Top of Input material

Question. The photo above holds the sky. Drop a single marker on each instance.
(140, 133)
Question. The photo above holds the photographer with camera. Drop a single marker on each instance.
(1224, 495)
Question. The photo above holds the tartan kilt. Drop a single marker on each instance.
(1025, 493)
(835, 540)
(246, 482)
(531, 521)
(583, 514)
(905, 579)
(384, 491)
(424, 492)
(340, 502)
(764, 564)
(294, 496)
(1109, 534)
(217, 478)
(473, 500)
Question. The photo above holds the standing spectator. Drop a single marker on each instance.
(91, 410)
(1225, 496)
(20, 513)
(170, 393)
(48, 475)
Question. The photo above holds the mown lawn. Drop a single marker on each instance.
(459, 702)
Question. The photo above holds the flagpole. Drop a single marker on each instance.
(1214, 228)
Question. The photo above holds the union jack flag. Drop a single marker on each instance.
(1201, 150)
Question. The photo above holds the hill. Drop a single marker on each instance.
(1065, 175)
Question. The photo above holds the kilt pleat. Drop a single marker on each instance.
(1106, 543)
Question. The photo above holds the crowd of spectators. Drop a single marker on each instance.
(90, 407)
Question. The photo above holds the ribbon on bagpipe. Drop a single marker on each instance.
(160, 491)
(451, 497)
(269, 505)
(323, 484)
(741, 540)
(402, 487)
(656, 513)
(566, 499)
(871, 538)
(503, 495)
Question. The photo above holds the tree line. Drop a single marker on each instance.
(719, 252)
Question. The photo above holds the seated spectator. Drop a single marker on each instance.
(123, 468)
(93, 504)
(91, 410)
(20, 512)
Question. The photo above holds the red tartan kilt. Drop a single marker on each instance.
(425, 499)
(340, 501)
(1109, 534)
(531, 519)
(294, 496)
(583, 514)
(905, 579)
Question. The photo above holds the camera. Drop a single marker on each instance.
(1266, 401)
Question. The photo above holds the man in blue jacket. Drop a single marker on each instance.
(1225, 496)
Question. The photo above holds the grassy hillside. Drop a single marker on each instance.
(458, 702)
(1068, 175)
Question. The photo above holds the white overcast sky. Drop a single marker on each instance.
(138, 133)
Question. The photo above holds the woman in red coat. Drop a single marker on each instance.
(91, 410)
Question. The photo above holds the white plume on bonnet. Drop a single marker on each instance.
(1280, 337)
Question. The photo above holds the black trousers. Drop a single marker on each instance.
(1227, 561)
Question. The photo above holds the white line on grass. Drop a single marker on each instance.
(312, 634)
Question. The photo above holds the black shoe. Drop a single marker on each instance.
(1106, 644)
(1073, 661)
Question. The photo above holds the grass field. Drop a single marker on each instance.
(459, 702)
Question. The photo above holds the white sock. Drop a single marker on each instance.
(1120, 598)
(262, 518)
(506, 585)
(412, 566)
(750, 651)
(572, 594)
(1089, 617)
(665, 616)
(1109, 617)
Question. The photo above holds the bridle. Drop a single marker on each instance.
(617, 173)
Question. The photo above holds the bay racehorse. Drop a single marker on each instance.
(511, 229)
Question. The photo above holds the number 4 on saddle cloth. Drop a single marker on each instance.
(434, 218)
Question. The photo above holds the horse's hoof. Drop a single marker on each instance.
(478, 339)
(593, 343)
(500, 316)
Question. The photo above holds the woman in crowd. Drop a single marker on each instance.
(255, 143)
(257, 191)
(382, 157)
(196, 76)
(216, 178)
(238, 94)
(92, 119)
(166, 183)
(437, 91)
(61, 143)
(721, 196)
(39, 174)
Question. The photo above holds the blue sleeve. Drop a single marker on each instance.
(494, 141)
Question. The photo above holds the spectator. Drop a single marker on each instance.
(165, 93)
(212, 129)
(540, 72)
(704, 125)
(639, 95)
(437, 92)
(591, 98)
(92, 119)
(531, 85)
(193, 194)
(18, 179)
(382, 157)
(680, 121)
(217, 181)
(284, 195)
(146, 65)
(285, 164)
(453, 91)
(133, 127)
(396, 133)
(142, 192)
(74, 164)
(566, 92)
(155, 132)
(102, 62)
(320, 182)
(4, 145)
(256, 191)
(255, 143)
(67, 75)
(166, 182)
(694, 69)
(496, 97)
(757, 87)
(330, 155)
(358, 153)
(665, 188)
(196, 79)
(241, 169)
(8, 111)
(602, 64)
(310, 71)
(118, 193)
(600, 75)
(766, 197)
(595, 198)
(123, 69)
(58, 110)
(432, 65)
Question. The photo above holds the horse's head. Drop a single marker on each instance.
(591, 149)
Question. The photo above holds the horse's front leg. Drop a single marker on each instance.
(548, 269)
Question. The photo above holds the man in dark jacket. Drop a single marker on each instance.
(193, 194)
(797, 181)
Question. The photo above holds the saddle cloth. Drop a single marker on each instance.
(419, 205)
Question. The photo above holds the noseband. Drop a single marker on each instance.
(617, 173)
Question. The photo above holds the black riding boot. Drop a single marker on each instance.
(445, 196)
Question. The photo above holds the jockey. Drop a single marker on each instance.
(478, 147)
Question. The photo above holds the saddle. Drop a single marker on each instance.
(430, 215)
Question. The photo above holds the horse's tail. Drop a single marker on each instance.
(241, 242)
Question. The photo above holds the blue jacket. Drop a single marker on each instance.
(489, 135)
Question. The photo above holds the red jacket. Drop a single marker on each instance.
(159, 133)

Bottom of Input material

Try it: In the listing above, find the line containing "Question. The photo above holds the jockey."; that line and every line after it, through the last, are to be retyped exactly.

Solved exercise:
Question. The photo above holds the jockey. Drop a single marker on each instance.
(478, 147)
Question. The photo above holds the saddle. Drop a single marker on each instance.
(430, 215)
Question. The photo above holds the horse's tail. Drop a single marker on each instance.
(241, 242)
Question. The photo above holds the blue jacket. Drop a single marker on each instance.
(489, 135)
Question. The photo above holds the red jacket. Drop a single marker on each instance.
(159, 133)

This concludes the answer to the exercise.